:: Source passage ::
·····
2010 and the Year ahead

Edi Alvarez, MSc, CFP

Life Happens, so enjoy it! Regularly you should track your finances BUT do enjoy and appreciate the wonders of life in the moment. Do remain centered on your family and personal goals and don’t keep up with the Jones’s or act on water-cooler investment advice.

Always work on understanding & visualizing your goals. Try to live within your existing budget even as your income improves. Consider using software like mint.com or Quicken to track your spending.  Always save for a rainy day because when those days arrive you need to be well prepared to ensure you don’t drown.

 Negotiate everything from cable bills to credit card fees to rent. You never know until you ask. Many service providers will work with you.  Always be polite and ask for a reduced rate but don’t divulge your finances.

Employee benefits. Many firms have begun offering Roth 401Ks and Health Savings Accounts (HSAs), and firm equity. Review these benefits within your entire financial plan.  Are these benefits part of your wealth building plan?

Tax rates. Capital gains and dividend tax rates are low in 2010, but are expected to rise in 2011.  This may be a time to sell investments you are planning to sell in the next few years. Consider a Roth, it will likely benefit you to put some of your IRA money into it as long as you can handle the tax consequences all in 2010.  Since we don’t know the tax rates in 2011 consider carefully any suggestions to defer Roth tax payments to 2011 and 2012.  

Cash. Always evaluate your cash needs and only leave enough in cash that is not earmarked for short term uses or emergency savings.  You might want to keep your cash in the best earning conservative vehicle and the remainder should be in bond or may even be better used to pay down mortgage - you’ll need to check your overall plan and do the numbers to make sure which is the best choice for you.   

Rebalance regularly. The market continues to show us that we can’t predict when it will have sudden changes so don’t attempt to time the market, but do time your rebalancing to your portfolio allocation. This should give you opportunities to remove excess earnings from a winning security and buy those that are inexpensive.

Each year manage your credit report. If you have not already, implement a regular schedule of requesting your free annual credit report from www.annualcreditreport.com.  When making this request make sure that you are NOT paying a fee.  Carefully navigate the website and get one free report each year from each of the three main credit reporting agencies, make sure to request a different agency every four months. Always check the report for errors. 

Keep an eye on fees and expenses. Pay attention to commissions, fund management and other expenses incurred on your investments, banking and other services/products.  Make sure that the fees are appropriate with the service/results experienced.  Watch for hidden fees that are not providing you with value.

 

 

 

 

 

Love & Money

When I am asked what is the secret for a strong happy marriage.  I always answer that for more than 20 years I have found that sharing values, respect and trust are often key ingredients.  Over time a willingness to plan and share our lives has deepen our relationship.
·····
:: Supplied entries ::

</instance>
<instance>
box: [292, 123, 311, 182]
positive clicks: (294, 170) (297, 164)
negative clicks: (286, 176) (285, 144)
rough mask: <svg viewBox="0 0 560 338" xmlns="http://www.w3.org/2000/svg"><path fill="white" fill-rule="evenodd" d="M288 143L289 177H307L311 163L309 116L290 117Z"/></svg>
·····
:: Tasks to perform ::
1. Return all six record lines, from the closing instance tag through the rough mask line, character for character.
2. Extend the personal finance text from its last sentence, carrying on its "Love & Money" section.
The records have no connection to the personal finance text.

:: Replies ::
1.
</instance>
<instance>
box: [292, 123, 311, 182]
positive clicks: (294, 170) (297, 164)
negative clicks: (286, 176) (285, 144)
rough mask: <svg viewBox="0 0 560 338" xmlns="http://www.w3.org/2000/svg"><path fill="white" fill-rule="evenodd" d="M288 143L289 177H307L311 163L309 116L290 117Z"/></svg>

2.
Serious relationships should include open and honest discussions about credit, debt, income, retirement, savings along with a serious conversation about family & career plans.  They should also include a healthy participation by both in family finances.  Since there is NO BLISS IN NOT KNOWING I would encourage you to begin these conversations by reviewing each other’s credit reports.  Begin healthy financial communications before you solidify your social contract with each other.

You can obtain each agency’s credit report 
www.equifax.com
www.transunion.com, and
www.experian.com

 Long before you say “I DO” ensure that you really do accept each others past, present and future behavior around money.  

Communication is critical in any relationship and failure to discuss finances is at the core of many failed relationships.  It is a huge red flag if you are both ready to join your lives and yet are not able to discuss and plan for your lives together.

If you need assistance consider a third party which may be covered by your benefit plan at work.

Begin 2010 with a plan in mind!

2010 has begun and you should have received our annual financial planning calendar. 

You should review the calendar adding your own important dates and family target dates.  Post it somewhere that will be visible daily.  This will help you enjoy the inspirational views from around the world as well as regularly target you and your family to think of the financial consequences of our actions. 

Don’t forget to mark your personal financial review/planning times as well as your family meetings.  We recommend that financial family meetings be set quarter or semi-annually.  Allow for enough time to prepare your financial data for these family financial planning meetings.

Engage our help if you need a third party to run or coach you to run these family meetings.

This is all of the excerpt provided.